-------- Records for the task --------
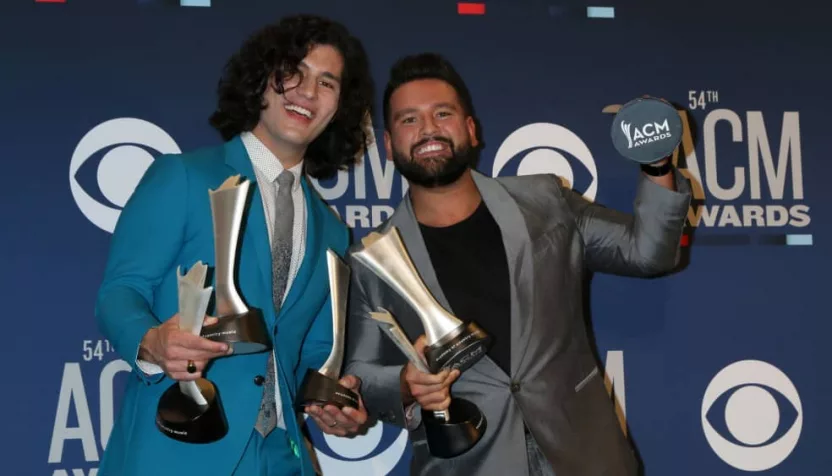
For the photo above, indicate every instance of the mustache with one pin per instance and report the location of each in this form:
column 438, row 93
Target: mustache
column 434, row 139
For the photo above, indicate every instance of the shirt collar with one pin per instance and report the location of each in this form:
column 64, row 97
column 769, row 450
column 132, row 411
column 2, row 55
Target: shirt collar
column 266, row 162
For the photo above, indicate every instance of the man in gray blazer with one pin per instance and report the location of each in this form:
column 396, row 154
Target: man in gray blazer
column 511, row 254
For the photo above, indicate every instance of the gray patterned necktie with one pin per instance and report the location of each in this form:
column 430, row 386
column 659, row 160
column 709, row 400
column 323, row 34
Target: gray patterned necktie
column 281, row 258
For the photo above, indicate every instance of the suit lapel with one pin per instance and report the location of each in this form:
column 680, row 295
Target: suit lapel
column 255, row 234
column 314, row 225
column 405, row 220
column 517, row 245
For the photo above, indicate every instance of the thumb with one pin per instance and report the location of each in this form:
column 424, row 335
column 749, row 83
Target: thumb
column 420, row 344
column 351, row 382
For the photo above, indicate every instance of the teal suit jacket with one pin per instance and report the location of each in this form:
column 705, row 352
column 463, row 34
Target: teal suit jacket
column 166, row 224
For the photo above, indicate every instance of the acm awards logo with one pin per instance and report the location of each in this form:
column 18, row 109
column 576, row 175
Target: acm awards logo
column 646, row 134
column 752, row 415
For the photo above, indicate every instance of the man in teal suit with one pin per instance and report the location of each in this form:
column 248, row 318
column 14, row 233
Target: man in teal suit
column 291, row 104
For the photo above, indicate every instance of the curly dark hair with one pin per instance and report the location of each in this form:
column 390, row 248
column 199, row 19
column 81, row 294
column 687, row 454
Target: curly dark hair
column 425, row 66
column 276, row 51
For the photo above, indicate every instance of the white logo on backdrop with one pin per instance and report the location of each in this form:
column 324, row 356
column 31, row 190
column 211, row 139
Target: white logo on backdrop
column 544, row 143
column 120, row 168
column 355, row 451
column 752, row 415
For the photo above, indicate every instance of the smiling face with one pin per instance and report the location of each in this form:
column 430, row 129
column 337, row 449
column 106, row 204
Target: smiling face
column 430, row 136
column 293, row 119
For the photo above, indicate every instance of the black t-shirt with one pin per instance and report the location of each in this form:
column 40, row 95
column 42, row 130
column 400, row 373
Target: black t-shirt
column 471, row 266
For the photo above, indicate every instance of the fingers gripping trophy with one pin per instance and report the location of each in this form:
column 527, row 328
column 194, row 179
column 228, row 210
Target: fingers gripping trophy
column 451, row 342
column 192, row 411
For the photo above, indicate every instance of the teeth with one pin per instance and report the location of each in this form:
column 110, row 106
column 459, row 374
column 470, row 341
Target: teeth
--------
-------- Records for the task --------
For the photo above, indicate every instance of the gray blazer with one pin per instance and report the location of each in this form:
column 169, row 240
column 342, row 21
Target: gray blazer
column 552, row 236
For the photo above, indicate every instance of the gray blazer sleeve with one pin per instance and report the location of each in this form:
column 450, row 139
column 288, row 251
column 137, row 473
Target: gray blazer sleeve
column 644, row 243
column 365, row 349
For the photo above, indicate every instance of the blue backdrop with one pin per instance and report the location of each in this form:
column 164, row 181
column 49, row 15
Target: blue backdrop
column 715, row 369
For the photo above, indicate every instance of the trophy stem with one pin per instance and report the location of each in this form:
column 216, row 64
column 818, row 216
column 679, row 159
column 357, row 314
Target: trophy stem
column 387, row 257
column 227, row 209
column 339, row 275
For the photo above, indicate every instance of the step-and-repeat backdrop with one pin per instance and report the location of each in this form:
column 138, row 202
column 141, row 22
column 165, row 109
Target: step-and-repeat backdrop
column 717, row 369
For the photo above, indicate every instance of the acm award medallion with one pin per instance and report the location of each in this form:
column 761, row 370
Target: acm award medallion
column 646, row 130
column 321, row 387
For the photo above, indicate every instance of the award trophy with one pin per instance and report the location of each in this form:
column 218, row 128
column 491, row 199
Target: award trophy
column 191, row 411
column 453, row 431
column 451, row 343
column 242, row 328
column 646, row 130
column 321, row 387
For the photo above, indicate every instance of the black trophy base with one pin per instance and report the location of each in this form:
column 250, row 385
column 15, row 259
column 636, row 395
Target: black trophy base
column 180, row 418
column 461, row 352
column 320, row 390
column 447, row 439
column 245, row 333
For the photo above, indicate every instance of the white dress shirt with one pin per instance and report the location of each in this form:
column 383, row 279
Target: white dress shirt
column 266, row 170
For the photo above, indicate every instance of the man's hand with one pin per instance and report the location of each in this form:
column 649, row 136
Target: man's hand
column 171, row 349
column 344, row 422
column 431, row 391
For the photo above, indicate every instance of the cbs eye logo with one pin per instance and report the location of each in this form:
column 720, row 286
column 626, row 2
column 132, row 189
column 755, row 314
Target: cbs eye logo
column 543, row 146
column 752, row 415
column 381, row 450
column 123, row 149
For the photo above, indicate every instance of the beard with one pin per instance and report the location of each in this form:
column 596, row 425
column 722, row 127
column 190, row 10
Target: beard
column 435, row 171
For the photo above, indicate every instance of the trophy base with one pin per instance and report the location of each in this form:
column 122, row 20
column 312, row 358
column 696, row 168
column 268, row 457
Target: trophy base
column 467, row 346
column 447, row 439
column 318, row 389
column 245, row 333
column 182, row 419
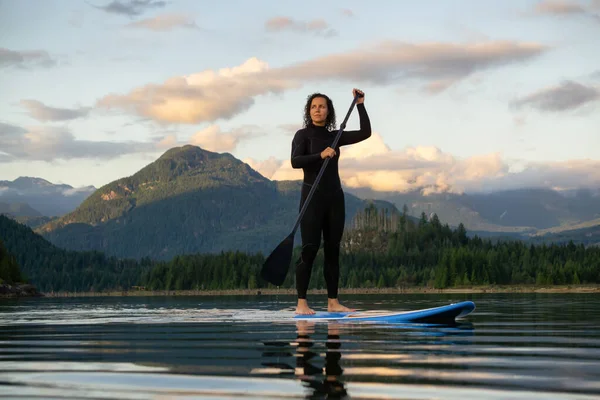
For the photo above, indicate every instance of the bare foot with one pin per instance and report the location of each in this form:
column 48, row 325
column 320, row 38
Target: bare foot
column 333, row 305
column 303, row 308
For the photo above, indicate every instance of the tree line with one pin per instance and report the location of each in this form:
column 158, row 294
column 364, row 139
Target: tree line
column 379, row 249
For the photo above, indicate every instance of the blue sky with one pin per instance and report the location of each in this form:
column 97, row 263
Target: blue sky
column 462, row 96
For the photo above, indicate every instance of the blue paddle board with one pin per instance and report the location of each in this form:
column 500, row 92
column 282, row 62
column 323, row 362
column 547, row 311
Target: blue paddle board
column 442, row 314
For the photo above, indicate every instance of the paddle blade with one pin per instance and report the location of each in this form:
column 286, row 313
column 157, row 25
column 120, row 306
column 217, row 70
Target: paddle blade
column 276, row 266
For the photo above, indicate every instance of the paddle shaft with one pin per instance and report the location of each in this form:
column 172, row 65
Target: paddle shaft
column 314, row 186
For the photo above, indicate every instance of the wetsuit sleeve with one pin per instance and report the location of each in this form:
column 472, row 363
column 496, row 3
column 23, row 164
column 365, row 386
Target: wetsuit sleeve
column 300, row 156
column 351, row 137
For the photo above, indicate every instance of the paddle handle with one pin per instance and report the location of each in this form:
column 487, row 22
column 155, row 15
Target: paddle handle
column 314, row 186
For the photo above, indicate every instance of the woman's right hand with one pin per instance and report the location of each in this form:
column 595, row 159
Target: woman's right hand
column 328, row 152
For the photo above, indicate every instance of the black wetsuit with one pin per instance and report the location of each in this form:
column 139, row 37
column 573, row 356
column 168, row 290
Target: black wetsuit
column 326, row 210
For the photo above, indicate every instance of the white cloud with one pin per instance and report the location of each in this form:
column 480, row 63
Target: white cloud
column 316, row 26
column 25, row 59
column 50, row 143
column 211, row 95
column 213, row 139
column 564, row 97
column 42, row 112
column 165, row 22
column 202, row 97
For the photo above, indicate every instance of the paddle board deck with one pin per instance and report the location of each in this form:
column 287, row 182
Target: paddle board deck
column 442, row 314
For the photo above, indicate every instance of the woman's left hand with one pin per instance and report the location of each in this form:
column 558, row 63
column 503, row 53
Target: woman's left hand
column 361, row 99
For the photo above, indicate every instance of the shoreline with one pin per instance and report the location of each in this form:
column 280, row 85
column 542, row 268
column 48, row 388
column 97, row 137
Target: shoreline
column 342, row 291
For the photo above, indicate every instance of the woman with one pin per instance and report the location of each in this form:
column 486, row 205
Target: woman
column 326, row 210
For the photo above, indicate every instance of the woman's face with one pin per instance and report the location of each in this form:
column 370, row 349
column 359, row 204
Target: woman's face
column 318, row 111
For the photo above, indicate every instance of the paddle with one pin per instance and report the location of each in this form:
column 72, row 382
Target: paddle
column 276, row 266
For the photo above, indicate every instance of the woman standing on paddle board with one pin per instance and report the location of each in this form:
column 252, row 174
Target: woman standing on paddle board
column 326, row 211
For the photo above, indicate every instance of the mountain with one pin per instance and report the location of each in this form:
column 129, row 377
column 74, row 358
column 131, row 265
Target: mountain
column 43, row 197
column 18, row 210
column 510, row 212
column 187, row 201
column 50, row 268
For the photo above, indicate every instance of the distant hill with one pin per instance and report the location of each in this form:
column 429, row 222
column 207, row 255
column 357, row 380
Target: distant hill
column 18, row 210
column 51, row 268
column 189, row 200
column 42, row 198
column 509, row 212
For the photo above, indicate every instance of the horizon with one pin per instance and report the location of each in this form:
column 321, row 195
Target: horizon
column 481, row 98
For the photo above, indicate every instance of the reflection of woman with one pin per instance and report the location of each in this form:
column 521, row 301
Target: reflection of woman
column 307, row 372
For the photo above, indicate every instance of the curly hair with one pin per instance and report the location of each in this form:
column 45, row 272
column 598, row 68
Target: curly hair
--------
▶ [Exercise aim] The lines above, starting at the one with "Target: blue backdrop" and ending at the one with "column 357, row 314", are the only ones to return, exactly as written.

▶ [Answer section]
Target: blue backdrop
column 715, row 369
For the photo above, indicate every instance of the trophy stem with one pin per instance and report the location of each in this form:
column 216, row 64
column 818, row 216
column 679, row 159
column 357, row 314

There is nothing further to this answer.